EXERCISE INSTRUCTIONS –
Can you copy all of the rows below word for word, leaving the pictures out of your answer?

RECORD EXTRACTS –
-------------------------

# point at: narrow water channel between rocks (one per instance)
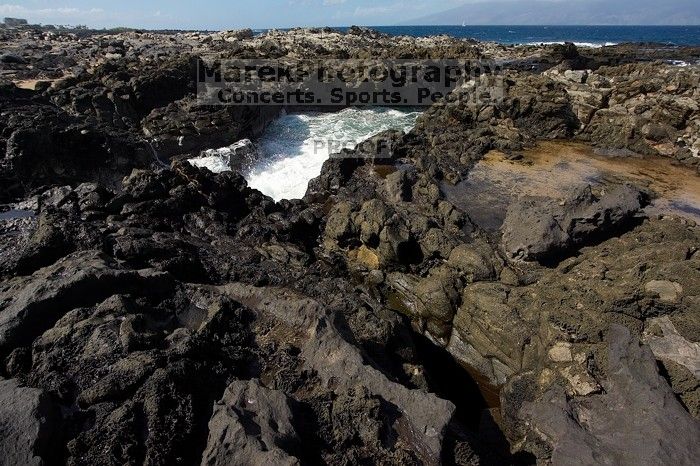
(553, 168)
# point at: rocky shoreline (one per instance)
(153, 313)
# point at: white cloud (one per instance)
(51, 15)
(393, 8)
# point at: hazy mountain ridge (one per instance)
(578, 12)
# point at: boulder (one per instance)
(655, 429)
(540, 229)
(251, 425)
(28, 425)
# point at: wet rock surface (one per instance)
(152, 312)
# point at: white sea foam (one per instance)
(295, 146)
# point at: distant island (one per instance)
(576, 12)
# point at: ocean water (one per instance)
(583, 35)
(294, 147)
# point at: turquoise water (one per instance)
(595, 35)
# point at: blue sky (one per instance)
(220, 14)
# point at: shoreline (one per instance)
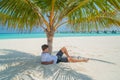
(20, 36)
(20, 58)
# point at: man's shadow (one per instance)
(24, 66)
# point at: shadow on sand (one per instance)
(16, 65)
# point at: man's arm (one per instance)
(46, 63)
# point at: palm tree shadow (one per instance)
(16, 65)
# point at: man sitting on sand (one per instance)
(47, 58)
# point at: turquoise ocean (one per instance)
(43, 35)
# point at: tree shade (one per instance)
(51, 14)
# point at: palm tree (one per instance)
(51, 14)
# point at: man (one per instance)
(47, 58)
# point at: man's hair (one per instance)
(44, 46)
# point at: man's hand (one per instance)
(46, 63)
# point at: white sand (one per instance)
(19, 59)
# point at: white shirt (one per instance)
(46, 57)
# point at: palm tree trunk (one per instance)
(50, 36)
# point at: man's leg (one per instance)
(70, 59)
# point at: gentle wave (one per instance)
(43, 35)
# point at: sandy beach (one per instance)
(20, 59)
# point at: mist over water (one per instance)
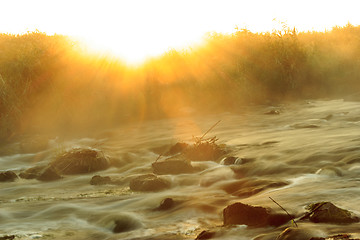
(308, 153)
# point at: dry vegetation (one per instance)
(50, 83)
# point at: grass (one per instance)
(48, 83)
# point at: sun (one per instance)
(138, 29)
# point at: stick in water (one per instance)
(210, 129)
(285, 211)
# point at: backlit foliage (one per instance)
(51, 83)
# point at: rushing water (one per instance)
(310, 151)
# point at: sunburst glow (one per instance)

-------------------------

RESPONSE FOR THIS EXERCISE –
# point at: narrow water channel between rocks (one per instance)
(553, 168)
# point at: rocky shoreline (one per instance)
(153, 313)
# point at: white cloud (one per instance)
(51, 15)
(393, 8)
# point at: hazy mountain ridge (one per instance)
(578, 12)
# point at: boulder (one per instance)
(655, 429)
(540, 229)
(251, 425)
(28, 425)
# point at: wet rock surface (one per instance)
(152, 312)
# point at: white sea foam (one per instance)
(295, 146)
# point at: distant island (one per instance)
(576, 12)
# point at: ocean water (one per instance)
(583, 35)
(294, 147)
# point at: turquoise water (one per instance)
(595, 35)
# point at: blue sky (one per instance)
(220, 14)
# point at: shoreline (one per instance)
(20, 36)
(20, 58)
# point at: man's shadow (one per instance)
(24, 66)
# point at: shadow on sand (one per instance)
(16, 65)
# point at: man's arm (one per instance)
(46, 63)
# point at: palm tree shadow (one per instance)
(16, 65)
# point at: man sitting on sand (one per instance)
(47, 58)
# point at: turquoise ocean (one per instance)
(43, 35)
# point at: tree shade (one per instance)
(51, 14)
# point at: palm tree (one per instance)
(51, 14)
# point at: man (one per instance)
(47, 58)
# point at: man's hair (one per instance)
(44, 46)
# point at: man's hand (one per instance)
(46, 63)
# point at: white sand (one per instance)
(19, 59)
# point at: white shirt (one per instance)
(46, 57)
# point at: palm tree trunk (one per instance)
(50, 36)
# point at: man's leg (one per instance)
(70, 59)
# point at: gentle wave (one per instance)
(43, 35)
# point at: sandy beach (one per instance)
(20, 59)
# point at: mist over water (one per instance)
(308, 153)
# point at: dry vegetation (one per instance)
(50, 83)
# point at: grass (one per instance)
(48, 83)
# point at: sun (one per instance)
(138, 29)
# point at: stick in water (one per instance)
(210, 129)
(285, 211)
# point at: backlit foliage (one per instance)
(51, 83)
# point at: rushing water (one per instance)
(310, 151)
# point at: sunburst glow (one per instance)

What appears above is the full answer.